----- Selected passage

In fact, President Saddam’s promises to destroy America’s invasion force have a remarkable echo in the exclamation of one of the 18th-century Mameluke princes in Egypt, who, told of a looming French invasion, responded with eerily familiar words: “Let the Franks come. We shall crush them beneath our horses’ hooves.”

 

Napoleon, of course, did all the crushing, and his first proclamation (he, too, was coming to “liberate” the people of Egypt from their oppressors) included an appeal to Egyptian notables to help him run the government. “O shayks, ‘qadis’, imams, and officers of the town, tell your nation that the French are friends of true Muslims... Blessed are those Egyptians who agree with us.” Napoleon went on to set up an “administrative council” in Egypt, very like the one which the Bush administration says it intends to operate under US occupation. And in due course the “shayks” and “qadis” and imams rose up against French occupation in Cairo in 1798.

 

If Napoleon entered upon his rule in Egypt as a French revolutionary, Gen. Allenby, when he entered Jerusalem in December 1917, had provided David Lloyd George with the city he wanted as a Christmas present. Its liberation, the British prime minister later noted with almost Crusader zeal, meant that Christendom had been able “to regain possession of its sacred shrines”. He talked about “the calling of the Turkish bluff” as “the beginning of the crack-up of that military impostorship which the incompetence of our war direction had permitted to intimidate us for years”, shades, here, of the American regret that it never took the 1991 Gulf War to Baghdad; Lloyd George was “finishing the job” of overcoming Ottoman power just as George Bush Junior now intends to “finish the job” started by his father.

----------
----- Information provided

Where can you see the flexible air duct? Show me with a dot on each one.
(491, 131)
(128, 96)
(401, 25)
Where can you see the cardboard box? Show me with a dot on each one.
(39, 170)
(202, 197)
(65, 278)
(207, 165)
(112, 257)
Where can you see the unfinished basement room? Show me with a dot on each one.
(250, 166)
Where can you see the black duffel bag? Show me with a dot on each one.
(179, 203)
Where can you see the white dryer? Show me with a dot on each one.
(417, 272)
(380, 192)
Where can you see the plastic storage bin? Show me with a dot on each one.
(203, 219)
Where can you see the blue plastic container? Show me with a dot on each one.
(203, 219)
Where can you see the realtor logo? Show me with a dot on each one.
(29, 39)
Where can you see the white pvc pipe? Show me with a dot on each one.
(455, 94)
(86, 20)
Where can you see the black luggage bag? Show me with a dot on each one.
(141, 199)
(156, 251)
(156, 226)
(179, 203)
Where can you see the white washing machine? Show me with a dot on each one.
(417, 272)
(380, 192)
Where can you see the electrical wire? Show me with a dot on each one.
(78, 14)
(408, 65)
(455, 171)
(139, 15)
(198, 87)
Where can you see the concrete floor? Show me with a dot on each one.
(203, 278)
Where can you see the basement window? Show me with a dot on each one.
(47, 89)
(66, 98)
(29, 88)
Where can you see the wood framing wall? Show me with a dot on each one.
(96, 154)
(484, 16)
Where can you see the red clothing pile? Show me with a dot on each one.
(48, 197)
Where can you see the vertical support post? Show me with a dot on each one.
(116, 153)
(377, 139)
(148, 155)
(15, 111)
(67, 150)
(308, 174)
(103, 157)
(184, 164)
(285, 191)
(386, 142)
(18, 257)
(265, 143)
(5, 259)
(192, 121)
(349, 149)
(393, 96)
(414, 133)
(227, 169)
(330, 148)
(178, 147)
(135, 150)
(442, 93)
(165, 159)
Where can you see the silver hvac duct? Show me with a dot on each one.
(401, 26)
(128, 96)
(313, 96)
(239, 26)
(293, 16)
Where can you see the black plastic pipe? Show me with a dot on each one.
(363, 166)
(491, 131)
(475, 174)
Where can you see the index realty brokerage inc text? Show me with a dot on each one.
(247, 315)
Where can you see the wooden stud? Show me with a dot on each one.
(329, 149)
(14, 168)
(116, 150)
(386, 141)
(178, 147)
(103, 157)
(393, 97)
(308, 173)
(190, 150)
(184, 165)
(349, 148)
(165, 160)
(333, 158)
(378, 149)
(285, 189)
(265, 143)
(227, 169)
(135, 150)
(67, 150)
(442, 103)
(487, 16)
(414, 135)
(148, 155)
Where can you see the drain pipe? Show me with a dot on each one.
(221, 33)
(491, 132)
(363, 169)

----------

▸ **Things to do**:
a: From the passage on past invasions of the Middle East, list every group that Napoleon's first proclamation addresses by name.
b: Say whether each statement agrees with the passage on past invasions of the Middle East, and quote the words that decide it: (i) Gen. Allenby entered Jerusalem in December 1917. (ii) Napoleon set up his administrative council in Jerusalem. (iii) The uprising against French occupation took place in Cairo in 1798.

▸ **Answers for this exercise**:
a: shayks, qadis, imams, officers of the town

b:
(i) Yes: "when he entered Jerusalem in December 1917"
(ii) No: "Napoleon went on to set up an “administrative council” in Egypt"
(iii) Yes: "rose up against French occupation in Cairo in 1798"